_Exercice_. Écrivez la suite de l'extrait sur les femmes qui ont perdu leur emploi pendant la crise, en partant de sa dernière phrase.

_Extrait cité_.
....
Cette crise est venue «exacerber plusieurs inégalités basées sur le genre, que ce soit sous l’angle de la conciliation travail-vie personnelle, de la santé et de la sécurité ou de l’économie».
On parle ici de 1,5 million de femmes qui ont perdu leur emploi lors des deux premiers mois de la crise.
Une récente étude annonçait que le retour des femmes sur le marché du travail serait plus tardif, et ce, malgré la reprise graduelle de notre économie. Elles représentaient 51% des pertes d’emplois en mars et en avril. On parle ici de 1,5 million de femmes qui ont perdu leur emploi lors des deux premiers mois de la crise.
Elles ont été plus nombreuses à perdre leur emploi et moins nombreuses à retrouver leur job. En mai et en juin, elles ne comptaient que pour 45% des gains d’emplois. Une réalité qui menace des décennies de progression de la main-d’œuvre féminine.
Nos anges gardiennes?
«Une grande majorité de femmes occupent des emplois stratégiques dans notre société. En éducation, en santé et dans les commerces de services, tous des secteurs qui ont été déclarés essentiels. Mais en même temps, ce sont souvent des secteurs où la rémunération est moins importante et ne suis pas toujours la courbe salariale des hommes», me lance Denis Bolduc.
Alors, le titre d’«ange gardienne», de belles paroles lancées en l’air?
....
[Données enregistrées]
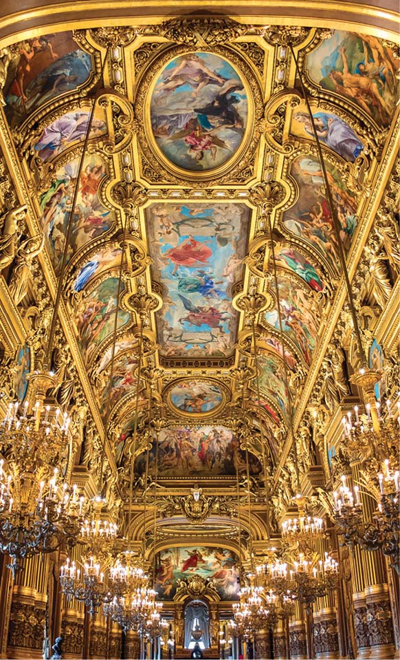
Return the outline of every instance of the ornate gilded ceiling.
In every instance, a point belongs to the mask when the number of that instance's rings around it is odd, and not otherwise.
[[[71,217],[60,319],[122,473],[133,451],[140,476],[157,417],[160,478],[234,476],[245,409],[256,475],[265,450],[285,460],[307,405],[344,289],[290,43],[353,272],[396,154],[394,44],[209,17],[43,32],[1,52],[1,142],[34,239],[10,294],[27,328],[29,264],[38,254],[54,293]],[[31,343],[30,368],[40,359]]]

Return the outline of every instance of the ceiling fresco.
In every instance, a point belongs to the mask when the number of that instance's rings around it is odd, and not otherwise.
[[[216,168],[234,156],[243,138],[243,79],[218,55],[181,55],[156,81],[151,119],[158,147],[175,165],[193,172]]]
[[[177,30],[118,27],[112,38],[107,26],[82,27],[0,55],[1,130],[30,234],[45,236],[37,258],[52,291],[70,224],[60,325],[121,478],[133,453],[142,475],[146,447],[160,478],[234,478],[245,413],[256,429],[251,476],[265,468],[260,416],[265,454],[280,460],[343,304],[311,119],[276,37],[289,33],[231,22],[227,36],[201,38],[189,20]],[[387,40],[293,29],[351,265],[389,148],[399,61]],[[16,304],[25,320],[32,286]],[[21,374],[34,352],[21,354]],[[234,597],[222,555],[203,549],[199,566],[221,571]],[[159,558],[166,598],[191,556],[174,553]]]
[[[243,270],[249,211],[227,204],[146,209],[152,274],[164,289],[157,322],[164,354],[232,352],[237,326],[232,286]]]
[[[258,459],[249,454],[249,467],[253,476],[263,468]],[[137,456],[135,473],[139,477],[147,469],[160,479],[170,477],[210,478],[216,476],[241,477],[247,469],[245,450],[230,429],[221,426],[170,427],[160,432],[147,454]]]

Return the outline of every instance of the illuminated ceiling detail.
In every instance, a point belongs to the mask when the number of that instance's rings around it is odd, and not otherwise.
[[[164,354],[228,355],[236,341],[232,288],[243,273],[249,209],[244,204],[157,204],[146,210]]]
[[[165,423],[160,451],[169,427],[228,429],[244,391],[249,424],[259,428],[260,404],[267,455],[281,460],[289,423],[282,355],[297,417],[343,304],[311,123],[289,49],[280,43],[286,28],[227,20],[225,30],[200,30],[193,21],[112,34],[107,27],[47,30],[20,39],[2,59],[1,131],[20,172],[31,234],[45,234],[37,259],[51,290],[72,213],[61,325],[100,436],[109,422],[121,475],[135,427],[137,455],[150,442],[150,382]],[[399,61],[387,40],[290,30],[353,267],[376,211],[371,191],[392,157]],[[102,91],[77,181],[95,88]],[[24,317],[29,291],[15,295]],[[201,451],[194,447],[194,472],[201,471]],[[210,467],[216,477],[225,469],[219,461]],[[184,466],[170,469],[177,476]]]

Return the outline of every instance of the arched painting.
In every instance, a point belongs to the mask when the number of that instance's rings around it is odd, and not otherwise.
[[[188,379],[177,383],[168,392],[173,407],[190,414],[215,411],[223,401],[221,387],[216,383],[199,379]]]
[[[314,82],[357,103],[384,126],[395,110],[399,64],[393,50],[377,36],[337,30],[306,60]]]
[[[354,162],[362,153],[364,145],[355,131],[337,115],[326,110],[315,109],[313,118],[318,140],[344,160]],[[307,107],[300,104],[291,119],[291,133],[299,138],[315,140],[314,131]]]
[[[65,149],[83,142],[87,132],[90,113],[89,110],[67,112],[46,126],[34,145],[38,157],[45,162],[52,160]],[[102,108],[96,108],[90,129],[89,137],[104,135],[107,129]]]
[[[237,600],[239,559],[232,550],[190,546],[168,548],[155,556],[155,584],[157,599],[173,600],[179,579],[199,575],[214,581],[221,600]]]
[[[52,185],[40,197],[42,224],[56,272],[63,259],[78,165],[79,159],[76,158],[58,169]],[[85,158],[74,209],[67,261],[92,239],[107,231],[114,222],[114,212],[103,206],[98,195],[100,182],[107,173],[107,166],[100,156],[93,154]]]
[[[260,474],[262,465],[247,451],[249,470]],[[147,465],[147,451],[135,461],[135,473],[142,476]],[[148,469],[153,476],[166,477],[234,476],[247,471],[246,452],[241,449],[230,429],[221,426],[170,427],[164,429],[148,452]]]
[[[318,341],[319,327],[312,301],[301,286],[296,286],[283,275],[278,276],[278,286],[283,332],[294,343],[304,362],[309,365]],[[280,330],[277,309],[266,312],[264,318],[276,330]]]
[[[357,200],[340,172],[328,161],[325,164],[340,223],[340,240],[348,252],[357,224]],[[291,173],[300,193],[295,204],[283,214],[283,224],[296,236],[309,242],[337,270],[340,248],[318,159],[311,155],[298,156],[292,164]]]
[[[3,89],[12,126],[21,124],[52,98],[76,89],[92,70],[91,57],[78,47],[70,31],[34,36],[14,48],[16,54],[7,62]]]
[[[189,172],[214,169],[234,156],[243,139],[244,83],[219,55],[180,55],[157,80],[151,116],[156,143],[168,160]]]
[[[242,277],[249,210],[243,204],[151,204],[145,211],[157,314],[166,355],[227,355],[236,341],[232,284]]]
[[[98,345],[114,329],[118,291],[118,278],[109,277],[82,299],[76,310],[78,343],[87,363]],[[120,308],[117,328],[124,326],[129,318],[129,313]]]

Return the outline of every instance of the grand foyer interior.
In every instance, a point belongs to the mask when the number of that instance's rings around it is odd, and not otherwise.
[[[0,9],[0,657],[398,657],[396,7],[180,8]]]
....
_Corrigé_.
Parce qu’après le bref passage de la «bonification COVID» pour certains secteurs, que se passera-t-il du côté de la rémunération de ces secteurs «essentiels»? Parce que, comme le secrétaire de la FTQ le dit si bien, ce n’est pas parce qu’on assiste à un certain «retour à la normale» qu’on est sortis du bois pour autant.
Un salaire décent et paritaire est un combat de tous les instants.
Plus durement touchées pour plus longtemps
«On pourrait prendre l’exemple des secteurs fortement touchés de l’hôtellerie, la restauration et le tourisme. Les emplois de ces milieux sont majoritairement occupés par des femmes et la reprise sera plus lente comparativement au secteur manufacturier par exemple qui, lui, est principalement occupé par des hommes et qui est de retour sur les rails», explique le secrétaire général.
Ce constat va de pair avec les conclusions de l’étude présentée la semaine dernière.
De mars à juin, pour la première fois en plus de trois décennies, le taux de chômage des femmes a dépassé celui des hommes.
«L’ampleur du revers que cette pandémie a infligé à la participation des femmes au marché du travail, ainsi que la forme de la reprise jusqu’à présent, suggère que le retour aux niveaux pré-COVID ne sera pas facile», pouvait-on lire dans les conclusions de l’étude.
D’autant plus que le niveau d’égalité économique pré-COVID, qui n’était toujours pas paritaire soit dit en passant, n’aura été atteint qu’après plusieurs décennies de mouvements féministes, de luttes de travailleuses et de politiques d’équité salariale.
Regagner le terrain perdu ne sera pas simple, surtout si le statu quo est conservé. Que se passera-t-il à l’automne dans les écoles et les garderies?
La conciliation travail-famille
«On l’a vu avec la crise sanitaire, ce sont majoritairement les femmes qui ont pris la relève pour les enfants ou comme proche aidant dans les familles», me dit M. Bolduc.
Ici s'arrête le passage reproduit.